Bayrakların Gücü Adına
Formula1 Dünya Şampiyonası’nın resmi olarak başladığı 1950 yılından itibaren, takımlar, kurallar, araçlar, güvenlik önlemleri, pistler, F1’in yapısı, kısaca her şeyin çokça kez değişmesine rağmen, sadece o ve birkaç arkadaşı tarihe direnebildi. Genellikle F1 hafta sonunun genelinde onu göre ilk kişi, seansın en mutlu ve gururlu pilotu olur. Seneler içerisinde kendisinin ünü sadece motor sporlarında kalmadı, hayatımızın her alanında önümüze çıkan bir sembol haline geldi. Kendisine o kadar alıştık ki, onun neden bu şekilde olduğunu, hikayesinin nereden geldiğini, tam olarak neyi temsil ettiğini çok sorgulanmaz oldu. Kendisi bazen ünlüler ile olan ilişkileri ile gündeme gelse de (bknz. Serena Williams, David Beckham) genelde F1’in sessiz ama en çok saygı duyulan kahramanlarından bir tanesi. Tüm arkadaşlarının yargısı F1 üzerinde çok tartışılsa da kendisinin yargısı çok net ve kesindir, asla tartışmaya mahal yoktur.
Daha önceleri pilot, takım, pist daha birçok konunun hikayesini sizlere iletmeye çalıştım ama bugünkü konu biraz daha farklı; tarihi F1’den de eskilere dayanan damalı bayrağın hikayesini sizlere anlatmaya çalışacağım. Hepimizin bildiği gibi damalı bayrak, bayrakların en şanlısıdır, yarışın bittiğini ve artık kutlama zamanı olduğunu temsil eder. Motor sporlarını sadece bir simge ile anlatmak istersek sanırım bir çoğumuz direk olarak damalı bayrağın deseni aklımıza gelir. Bu kadar sporun kalbine işlemiş bu desenin kökeni nedir diye soracak olursak; aslında bunu kimse tam olarak bilmemekte.

┄┄┄┄┄┄

## Verilen Görev 1
Damalı bayrak metninde "Daha önceleri pilot, takım, pist" ile "tam olarak bilmemekte." arasındaki bölümü, bu iki ifade de dahil olmak üzere, hiçbir değişiklik yapmadan yeniden yazınız.
Metin ile kayıtlar birbirinden bağımsızdır.

┄┄┄┄┄┄

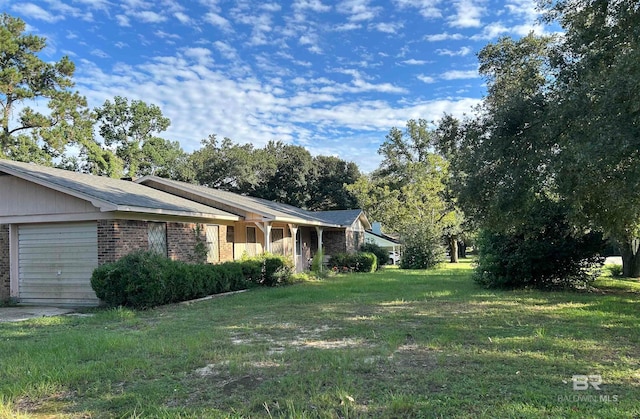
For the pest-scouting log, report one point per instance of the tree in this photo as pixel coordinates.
(326, 183)
(228, 166)
(408, 192)
(130, 128)
(595, 116)
(25, 78)
(288, 183)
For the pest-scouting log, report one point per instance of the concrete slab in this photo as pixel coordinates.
(16, 314)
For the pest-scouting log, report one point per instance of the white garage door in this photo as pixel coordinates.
(55, 263)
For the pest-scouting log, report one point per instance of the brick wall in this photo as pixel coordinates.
(5, 263)
(182, 240)
(117, 238)
(333, 242)
(226, 240)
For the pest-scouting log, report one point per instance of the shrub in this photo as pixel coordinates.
(423, 247)
(317, 262)
(146, 279)
(353, 262)
(614, 270)
(382, 255)
(546, 253)
(269, 270)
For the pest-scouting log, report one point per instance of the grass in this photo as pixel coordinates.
(391, 344)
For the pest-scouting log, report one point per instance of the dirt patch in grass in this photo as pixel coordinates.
(53, 402)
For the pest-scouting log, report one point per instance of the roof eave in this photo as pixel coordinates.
(145, 210)
(102, 205)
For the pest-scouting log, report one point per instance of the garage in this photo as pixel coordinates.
(55, 262)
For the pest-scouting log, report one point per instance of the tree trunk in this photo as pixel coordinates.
(630, 258)
(453, 249)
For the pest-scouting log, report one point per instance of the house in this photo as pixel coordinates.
(391, 244)
(56, 226)
(268, 226)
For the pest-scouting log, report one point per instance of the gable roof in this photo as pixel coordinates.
(343, 218)
(268, 210)
(236, 203)
(108, 194)
(382, 237)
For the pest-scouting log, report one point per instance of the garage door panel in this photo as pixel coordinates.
(56, 262)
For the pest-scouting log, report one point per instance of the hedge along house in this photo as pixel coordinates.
(56, 226)
(268, 226)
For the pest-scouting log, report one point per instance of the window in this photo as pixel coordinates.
(277, 241)
(231, 234)
(213, 254)
(252, 241)
(251, 235)
(157, 236)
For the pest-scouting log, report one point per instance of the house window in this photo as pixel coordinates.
(231, 234)
(252, 241)
(251, 235)
(213, 247)
(157, 236)
(277, 241)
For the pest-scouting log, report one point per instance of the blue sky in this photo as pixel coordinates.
(333, 76)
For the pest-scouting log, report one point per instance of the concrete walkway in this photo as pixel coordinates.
(16, 314)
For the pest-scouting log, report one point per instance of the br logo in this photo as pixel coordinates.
(583, 382)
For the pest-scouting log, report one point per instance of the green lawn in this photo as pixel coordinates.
(391, 344)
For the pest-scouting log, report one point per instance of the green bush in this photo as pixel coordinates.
(423, 248)
(268, 269)
(382, 255)
(146, 279)
(546, 253)
(353, 262)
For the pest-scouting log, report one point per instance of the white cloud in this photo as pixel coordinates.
(443, 37)
(427, 8)
(468, 14)
(388, 27)
(148, 16)
(123, 20)
(459, 53)
(413, 61)
(36, 12)
(491, 31)
(99, 53)
(182, 17)
(347, 27)
(460, 75)
(426, 79)
(313, 5)
(358, 10)
(217, 20)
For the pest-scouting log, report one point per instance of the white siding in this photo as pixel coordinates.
(20, 197)
(55, 262)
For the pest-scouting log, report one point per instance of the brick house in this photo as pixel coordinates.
(56, 226)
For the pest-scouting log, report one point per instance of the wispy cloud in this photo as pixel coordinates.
(459, 53)
(460, 75)
(36, 12)
(413, 61)
(468, 14)
(443, 37)
(358, 10)
(427, 8)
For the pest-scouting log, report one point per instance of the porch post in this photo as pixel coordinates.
(267, 236)
(294, 234)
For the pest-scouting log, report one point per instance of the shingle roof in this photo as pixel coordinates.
(343, 218)
(268, 209)
(110, 194)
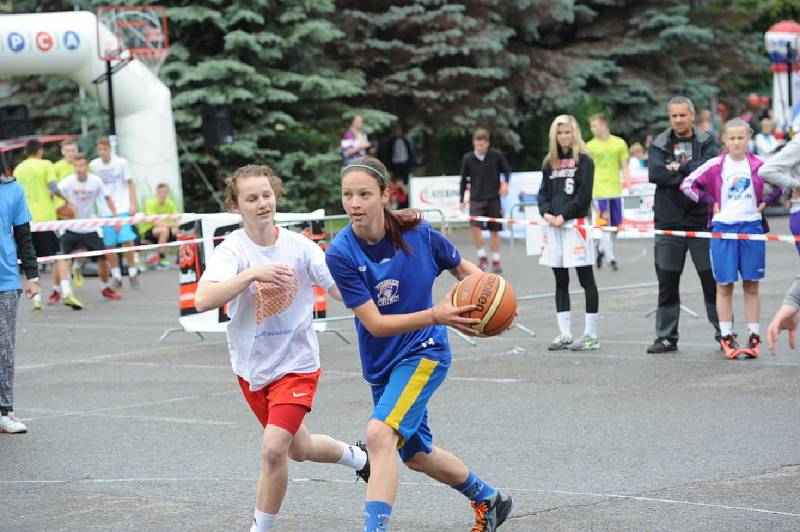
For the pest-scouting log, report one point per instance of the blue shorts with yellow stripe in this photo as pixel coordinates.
(402, 402)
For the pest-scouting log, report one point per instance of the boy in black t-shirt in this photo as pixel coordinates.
(488, 173)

┄┄┄┄┄┄

## Verilen Görev 2
Kayıtlarda "white" kelimesinin geçtiği bütün satırları toplayınız; büyük ve küçük harf ayrımı dikkate alınmalıdır.

## Alıştırma Yanıtı 1
Daha önceleri pilot, takım, pist daha birçok konunun hikayesini sizlere iletmeye çalıştım ama bugünkü konu biraz daha farklı; tarihi F1’den de eskilere dayanan damalı bayrağın hikayesini sizlere anlatmaya çalışacağım. Hepimizin bildiği gibi damalı bayrak, bayrakların en şanlısıdır, yarışın bittiğini ve artık kutlama zamanı olduğunu temsil eder. Motor sporlarını sadece bir simge ile anlatmak istersek sanırım bir çoğumuz direk olarak damalı bayrağın deseni aklımıza gelir. Bu kadar sporun kalbine işlemiş bu desenin kökeni nedir diye soracak olursak; aslında bunu kimse tam olarak bilmemekte.

## Alıştırma Yanıtı 2
For the pest-scouting log, report one point per instance of the white garage door in this photo as pixel coordinates.
For the pest-scouting log, report one point per instance of the white cloud in this photo as pixel coordinates.
For the pest-scouting log, report one point per instance of the white siding in this photo as pixel coordinates.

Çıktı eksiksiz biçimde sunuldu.